## Work required
Give the listing below again exactly, but without any of its pictures.

## Dataset records
————
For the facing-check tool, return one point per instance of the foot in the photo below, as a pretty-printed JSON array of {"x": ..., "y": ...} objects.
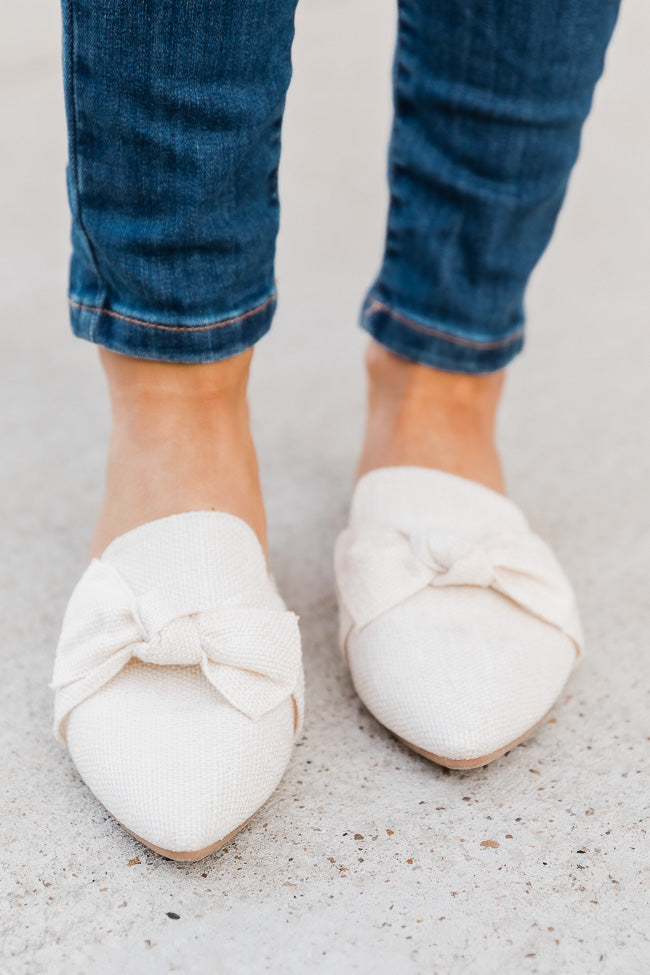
[
  {"x": 180, "y": 442},
  {"x": 423, "y": 417}
]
————
## Task output
For the facing-check tool, return one point per instance of the foot in the photo below, as a pretty-printed JSON array of {"x": ..., "y": ...} objects.
[
  {"x": 180, "y": 442},
  {"x": 423, "y": 417}
]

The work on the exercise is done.